▶ [To be done]:
Without any pictures, reproduce exactly the lines running from the line containing "Category: still water" through the end of the entries.

Named object pointing entries:
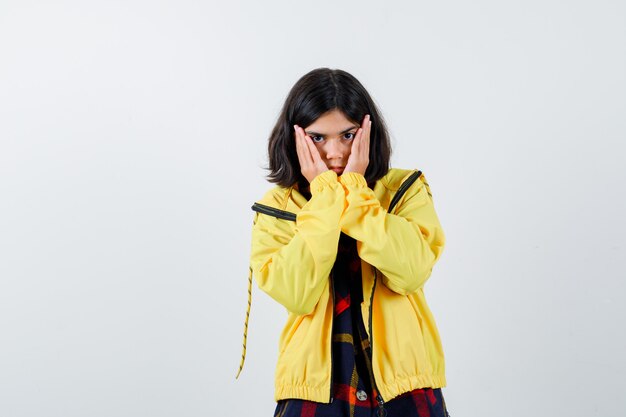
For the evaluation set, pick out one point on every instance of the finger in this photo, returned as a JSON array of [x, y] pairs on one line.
[[303, 155], [366, 144], [313, 152]]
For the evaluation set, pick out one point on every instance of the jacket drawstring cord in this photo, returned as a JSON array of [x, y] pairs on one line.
[[245, 327]]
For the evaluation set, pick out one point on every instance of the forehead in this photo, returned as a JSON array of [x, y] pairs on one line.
[[333, 121]]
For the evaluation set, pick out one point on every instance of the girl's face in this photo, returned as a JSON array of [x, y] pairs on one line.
[[332, 133]]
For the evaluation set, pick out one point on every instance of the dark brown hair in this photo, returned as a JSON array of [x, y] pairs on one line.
[[315, 93]]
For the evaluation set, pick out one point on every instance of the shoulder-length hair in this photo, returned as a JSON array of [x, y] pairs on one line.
[[315, 93]]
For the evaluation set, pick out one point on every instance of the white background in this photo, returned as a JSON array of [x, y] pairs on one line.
[[133, 139]]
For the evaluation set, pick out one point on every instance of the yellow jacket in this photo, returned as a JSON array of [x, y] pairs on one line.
[[294, 246]]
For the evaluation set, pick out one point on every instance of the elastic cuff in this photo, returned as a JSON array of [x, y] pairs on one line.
[[322, 180], [353, 179]]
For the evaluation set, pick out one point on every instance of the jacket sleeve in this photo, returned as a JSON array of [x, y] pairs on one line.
[[293, 265], [405, 245]]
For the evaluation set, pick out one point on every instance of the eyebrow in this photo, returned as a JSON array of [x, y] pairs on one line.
[[310, 132]]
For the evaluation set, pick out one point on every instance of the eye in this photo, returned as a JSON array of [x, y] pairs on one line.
[[348, 136]]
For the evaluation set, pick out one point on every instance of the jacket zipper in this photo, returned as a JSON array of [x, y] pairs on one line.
[[332, 328], [403, 187], [381, 408], [272, 211]]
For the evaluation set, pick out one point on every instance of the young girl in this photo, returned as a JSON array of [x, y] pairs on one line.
[[345, 243]]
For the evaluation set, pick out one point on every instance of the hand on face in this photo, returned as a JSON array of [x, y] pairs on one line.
[[359, 154], [311, 163]]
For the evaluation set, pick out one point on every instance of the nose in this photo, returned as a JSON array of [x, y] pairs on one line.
[[333, 149]]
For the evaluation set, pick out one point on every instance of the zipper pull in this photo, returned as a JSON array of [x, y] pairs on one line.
[[381, 409]]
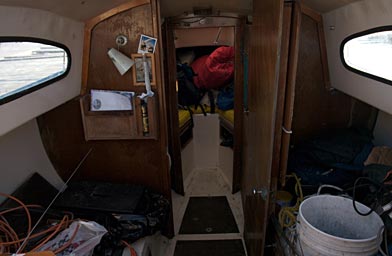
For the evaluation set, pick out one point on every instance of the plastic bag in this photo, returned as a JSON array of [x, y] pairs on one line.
[[87, 236]]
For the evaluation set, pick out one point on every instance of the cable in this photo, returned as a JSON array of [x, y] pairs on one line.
[[51, 203], [27, 215], [287, 216], [62, 224], [62, 248]]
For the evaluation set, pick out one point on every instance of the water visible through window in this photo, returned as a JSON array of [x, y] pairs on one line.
[[370, 54], [24, 65]]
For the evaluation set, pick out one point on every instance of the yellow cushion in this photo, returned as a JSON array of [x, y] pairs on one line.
[[183, 117], [228, 115], [198, 110]]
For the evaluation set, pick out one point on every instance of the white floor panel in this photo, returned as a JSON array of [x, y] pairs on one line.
[[205, 182]]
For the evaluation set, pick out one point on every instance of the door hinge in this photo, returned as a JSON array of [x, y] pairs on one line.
[[263, 192]]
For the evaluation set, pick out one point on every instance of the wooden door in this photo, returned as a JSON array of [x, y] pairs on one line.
[[259, 120], [174, 142]]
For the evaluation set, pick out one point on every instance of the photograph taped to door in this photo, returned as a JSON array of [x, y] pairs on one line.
[[138, 69], [147, 44]]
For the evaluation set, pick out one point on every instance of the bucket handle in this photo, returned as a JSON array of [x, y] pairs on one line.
[[379, 237], [328, 186]]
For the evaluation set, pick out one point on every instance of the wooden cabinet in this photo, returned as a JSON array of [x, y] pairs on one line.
[[118, 125], [130, 20]]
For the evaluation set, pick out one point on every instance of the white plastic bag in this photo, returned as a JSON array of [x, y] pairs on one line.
[[87, 236]]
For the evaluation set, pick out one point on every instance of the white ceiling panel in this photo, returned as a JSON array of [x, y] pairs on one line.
[[85, 9]]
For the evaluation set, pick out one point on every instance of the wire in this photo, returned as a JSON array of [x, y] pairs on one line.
[[65, 246], [63, 223], [27, 215], [287, 216], [131, 249], [51, 203]]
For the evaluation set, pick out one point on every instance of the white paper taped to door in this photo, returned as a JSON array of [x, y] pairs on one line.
[[107, 100]]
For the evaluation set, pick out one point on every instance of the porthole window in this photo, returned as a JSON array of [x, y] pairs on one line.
[[369, 53], [28, 64]]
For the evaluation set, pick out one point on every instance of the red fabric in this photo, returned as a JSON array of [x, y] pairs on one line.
[[216, 70]]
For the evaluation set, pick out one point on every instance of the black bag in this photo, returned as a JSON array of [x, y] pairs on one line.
[[188, 93]]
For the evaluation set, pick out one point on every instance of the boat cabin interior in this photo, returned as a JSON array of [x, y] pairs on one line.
[[171, 128]]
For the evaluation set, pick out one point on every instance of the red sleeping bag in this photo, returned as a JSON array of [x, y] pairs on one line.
[[214, 71]]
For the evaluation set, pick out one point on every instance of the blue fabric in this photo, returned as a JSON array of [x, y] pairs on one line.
[[225, 100], [335, 158]]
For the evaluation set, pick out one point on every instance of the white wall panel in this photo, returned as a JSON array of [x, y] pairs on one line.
[[354, 18], [22, 154], [16, 21]]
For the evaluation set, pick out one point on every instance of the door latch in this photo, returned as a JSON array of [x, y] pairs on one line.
[[262, 192]]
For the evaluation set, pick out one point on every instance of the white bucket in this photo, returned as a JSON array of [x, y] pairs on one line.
[[328, 225]]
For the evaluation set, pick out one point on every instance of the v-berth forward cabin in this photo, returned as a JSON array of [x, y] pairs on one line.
[[298, 70]]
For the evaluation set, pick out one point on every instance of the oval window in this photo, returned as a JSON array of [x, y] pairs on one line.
[[28, 64], [369, 53]]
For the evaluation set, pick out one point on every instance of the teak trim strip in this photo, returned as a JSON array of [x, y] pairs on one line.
[[89, 26]]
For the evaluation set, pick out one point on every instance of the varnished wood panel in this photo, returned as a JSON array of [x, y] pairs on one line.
[[316, 109], [102, 73], [284, 60], [90, 24], [172, 103], [290, 90], [142, 162], [238, 107], [259, 122]]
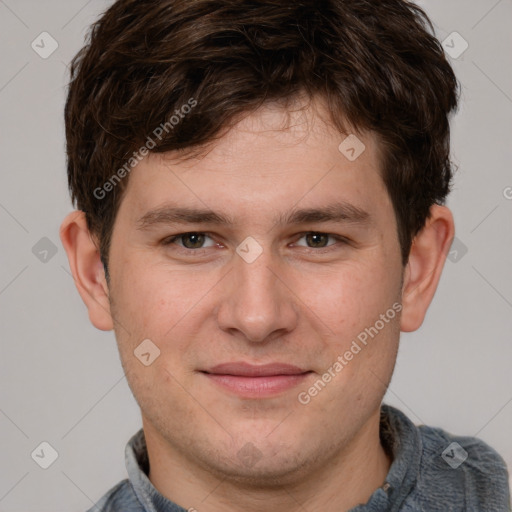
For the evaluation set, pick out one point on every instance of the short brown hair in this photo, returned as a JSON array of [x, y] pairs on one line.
[[376, 63]]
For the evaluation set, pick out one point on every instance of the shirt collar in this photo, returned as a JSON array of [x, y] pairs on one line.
[[399, 436]]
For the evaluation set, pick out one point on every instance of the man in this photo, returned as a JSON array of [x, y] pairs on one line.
[[260, 189]]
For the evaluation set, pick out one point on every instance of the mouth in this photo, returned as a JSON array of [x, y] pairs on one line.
[[256, 381]]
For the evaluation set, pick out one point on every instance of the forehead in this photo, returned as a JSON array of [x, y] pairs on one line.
[[274, 157]]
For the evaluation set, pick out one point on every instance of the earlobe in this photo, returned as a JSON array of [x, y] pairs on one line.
[[87, 269], [423, 271]]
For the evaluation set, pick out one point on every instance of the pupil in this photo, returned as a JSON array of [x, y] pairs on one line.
[[193, 240], [317, 239]]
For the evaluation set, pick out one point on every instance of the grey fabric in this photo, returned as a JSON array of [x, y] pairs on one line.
[[421, 478]]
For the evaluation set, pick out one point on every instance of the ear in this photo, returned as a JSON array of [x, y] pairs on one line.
[[87, 269], [423, 270]]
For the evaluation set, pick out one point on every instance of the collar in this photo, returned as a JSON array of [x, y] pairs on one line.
[[399, 436]]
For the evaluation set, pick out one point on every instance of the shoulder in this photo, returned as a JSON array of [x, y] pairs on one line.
[[120, 498], [461, 472]]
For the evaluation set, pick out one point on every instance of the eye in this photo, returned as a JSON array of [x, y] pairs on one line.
[[192, 240], [317, 240]]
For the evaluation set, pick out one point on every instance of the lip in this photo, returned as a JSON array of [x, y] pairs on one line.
[[256, 381]]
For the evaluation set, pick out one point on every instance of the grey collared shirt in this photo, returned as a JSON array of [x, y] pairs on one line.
[[432, 471]]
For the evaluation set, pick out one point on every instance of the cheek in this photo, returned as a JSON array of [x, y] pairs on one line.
[[350, 299]]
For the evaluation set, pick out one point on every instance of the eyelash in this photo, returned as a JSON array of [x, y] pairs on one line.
[[339, 239]]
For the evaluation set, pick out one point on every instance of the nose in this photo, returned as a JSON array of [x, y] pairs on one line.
[[257, 305]]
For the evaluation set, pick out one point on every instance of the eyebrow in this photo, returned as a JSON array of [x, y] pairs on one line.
[[338, 212]]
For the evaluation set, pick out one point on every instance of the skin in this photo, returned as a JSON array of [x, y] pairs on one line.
[[295, 304]]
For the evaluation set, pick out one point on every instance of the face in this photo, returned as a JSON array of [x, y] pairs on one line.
[[268, 275]]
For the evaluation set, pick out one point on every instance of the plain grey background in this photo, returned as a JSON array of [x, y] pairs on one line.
[[61, 380]]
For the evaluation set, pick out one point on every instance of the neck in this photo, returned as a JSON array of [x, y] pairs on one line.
[[348, 478]]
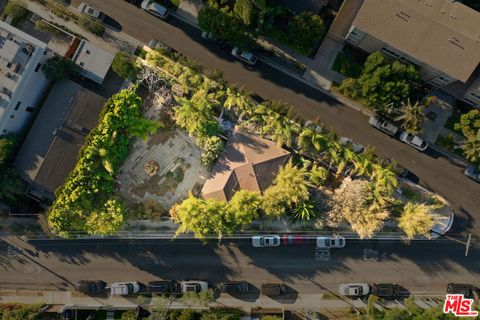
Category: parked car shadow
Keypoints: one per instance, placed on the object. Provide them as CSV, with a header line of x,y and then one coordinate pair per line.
x,y
112,24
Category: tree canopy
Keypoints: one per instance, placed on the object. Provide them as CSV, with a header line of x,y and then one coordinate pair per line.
x,y
383,82
123,65
87,202
355,203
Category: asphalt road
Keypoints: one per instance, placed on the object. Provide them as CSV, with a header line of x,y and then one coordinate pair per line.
x,y
422,267
435,172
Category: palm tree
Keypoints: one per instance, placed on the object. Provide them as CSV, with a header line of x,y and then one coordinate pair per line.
x,y
304,211
471,147
412,116
384,180
304,141
237,101
417,219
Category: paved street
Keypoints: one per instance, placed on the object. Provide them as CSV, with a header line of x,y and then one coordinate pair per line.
x,y
434,171
422,267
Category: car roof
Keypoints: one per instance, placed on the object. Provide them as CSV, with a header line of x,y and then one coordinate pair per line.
x,y
158,8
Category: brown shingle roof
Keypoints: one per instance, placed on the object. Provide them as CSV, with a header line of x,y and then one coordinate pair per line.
x,y
441,33
248,163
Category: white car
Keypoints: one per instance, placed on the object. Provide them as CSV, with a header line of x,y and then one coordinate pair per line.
x,y
354,289
193,286
349,143
155,9
266,241
414,141
330,242
91,11
124,288
383,125
244,56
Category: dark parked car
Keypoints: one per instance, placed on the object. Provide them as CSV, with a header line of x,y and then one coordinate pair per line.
x,y
163,286
91,287
386,290
234,287
467,290
473,173
296,240
273,289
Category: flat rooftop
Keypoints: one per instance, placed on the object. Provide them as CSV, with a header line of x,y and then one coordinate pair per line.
x,y
51,148
444,34
18,52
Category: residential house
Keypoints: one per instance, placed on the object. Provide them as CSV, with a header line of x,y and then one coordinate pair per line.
x,y
93,61
22,82
441,37
50,150
248,162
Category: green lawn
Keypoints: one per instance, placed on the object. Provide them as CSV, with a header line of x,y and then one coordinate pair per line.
x,y
170,4
349,62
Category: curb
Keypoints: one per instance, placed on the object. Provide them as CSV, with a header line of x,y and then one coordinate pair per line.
x,y
348,102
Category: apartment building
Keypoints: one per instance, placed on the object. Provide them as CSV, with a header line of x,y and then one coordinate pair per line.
x,y
441,37
22,83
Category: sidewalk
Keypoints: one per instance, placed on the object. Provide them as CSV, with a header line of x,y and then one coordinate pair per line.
x,y
298,301
111,41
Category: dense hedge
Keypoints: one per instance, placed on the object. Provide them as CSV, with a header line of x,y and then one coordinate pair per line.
x,y
87,201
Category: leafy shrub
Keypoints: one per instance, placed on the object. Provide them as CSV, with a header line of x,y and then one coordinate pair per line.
x,y
91,25
16,9
383,82
87,201
212,148
123,65
41,25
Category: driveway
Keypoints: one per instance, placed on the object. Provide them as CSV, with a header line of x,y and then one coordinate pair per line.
x,y
434,171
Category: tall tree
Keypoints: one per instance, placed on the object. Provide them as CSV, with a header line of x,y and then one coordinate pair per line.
x,y
384,82
290,187
417,219
469,123
471,147
412,116
245,206
354,202
203,217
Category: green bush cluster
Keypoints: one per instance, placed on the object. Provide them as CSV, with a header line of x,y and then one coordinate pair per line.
x,y
43,26
10,184
383,83
19,312
17,10
58,68
211,314
274,120
87,201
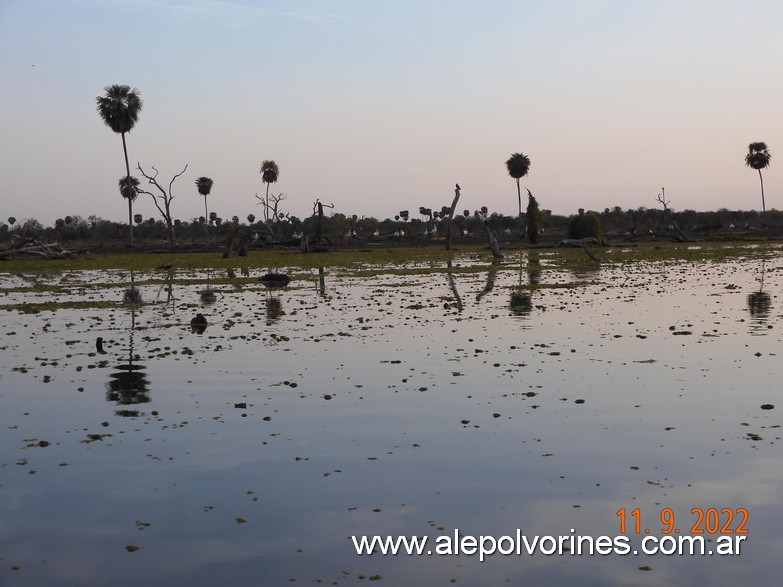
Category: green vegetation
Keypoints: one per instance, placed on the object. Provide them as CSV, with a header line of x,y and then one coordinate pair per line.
x,y
585,226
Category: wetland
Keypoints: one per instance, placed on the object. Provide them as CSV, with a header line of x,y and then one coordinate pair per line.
x,y
393,392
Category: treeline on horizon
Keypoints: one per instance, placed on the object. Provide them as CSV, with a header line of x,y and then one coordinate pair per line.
x,y
427,224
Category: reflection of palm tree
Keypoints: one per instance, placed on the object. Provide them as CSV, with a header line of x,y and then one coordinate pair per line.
x,y
522,301
128,385
491,274
321,282
274,309
760,302
453,286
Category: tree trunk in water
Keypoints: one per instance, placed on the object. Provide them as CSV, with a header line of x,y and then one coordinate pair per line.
x,y
130,201
493,242
521,221
451,215
230,242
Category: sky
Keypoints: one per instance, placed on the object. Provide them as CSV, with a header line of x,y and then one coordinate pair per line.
x,y
382,106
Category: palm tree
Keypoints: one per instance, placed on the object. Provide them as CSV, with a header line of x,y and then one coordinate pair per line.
x,y
758,158
518,165
119,109
129,187
204,185
269,174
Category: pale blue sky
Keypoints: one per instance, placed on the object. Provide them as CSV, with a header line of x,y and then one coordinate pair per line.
x,y
382,106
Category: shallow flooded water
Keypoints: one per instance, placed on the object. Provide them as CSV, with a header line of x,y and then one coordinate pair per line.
x,y
393,401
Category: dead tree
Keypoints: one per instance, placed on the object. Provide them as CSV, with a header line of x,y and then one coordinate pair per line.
x,y
318,238
271,204
163,200
491,239
451,215
668,212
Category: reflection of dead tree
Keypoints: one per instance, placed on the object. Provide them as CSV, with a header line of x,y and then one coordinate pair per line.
x,y
491,274
168,286
453,286
232,235
274,309
581,242
451,215
681,236
164,198
491,239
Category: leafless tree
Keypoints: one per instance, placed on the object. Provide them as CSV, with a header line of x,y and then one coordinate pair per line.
x,y
162,200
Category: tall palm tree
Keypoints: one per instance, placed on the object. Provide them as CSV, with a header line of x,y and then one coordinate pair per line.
x,y
758,158
518,165
119,109
269,174
204,185
129,187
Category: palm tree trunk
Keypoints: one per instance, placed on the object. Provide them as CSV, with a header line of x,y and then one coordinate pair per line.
x,y
521,224
130,200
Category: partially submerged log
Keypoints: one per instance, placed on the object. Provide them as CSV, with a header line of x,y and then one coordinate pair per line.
x,y
275,279
43,251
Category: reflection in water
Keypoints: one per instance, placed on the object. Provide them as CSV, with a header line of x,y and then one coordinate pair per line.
x,y
168,286
208,296
453,286
128,384
321,282
132,294
491,275
759,304
274,308
198,324
521,303
533,269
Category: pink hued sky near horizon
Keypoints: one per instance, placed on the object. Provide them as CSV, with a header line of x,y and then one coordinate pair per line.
x,y
382,107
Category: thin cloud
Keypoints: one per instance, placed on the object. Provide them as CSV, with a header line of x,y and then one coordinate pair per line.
x,y
228,13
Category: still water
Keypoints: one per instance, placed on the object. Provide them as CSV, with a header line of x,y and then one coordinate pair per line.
x,y
414,401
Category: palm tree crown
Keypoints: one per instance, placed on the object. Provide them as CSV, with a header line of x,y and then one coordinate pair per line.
x,y
518,165
204,186
129,187
758,158
120,107
269,172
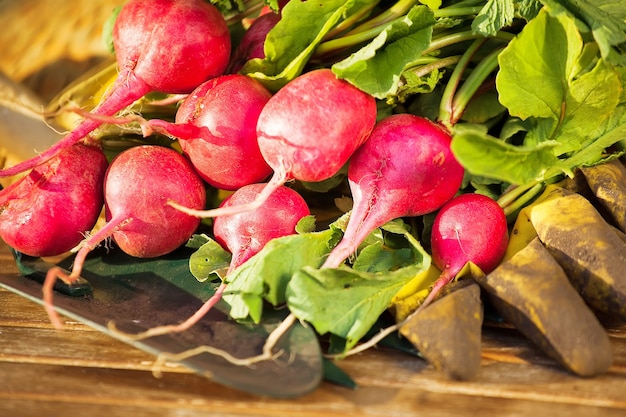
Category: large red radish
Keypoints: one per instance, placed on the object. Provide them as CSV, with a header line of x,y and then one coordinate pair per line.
x,y
307,131
137,186
51,209
405,168
170,46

▶ [Task solution]:
Category: still water
Keypoints: one per instance, placed on the object. Provide them as CSV, with a header line of x,y and then one coordinate pair per line.
x,y
414,401
Category: palm tree crown
Keypoints: one per instance, placed on the object. Provide them as CSV, with a header line of x,y and then one coordinate pair per line.
x,y
518,165
204,186
129,187
758,158
120,107
269,172
Category: large red radish
Keypoints: one per instance, placed on the object. Provide them as CSV, with a header line of x,y and then one coordinate pair per line.
x,y
307,131
137,186
51,209
405,168
170,46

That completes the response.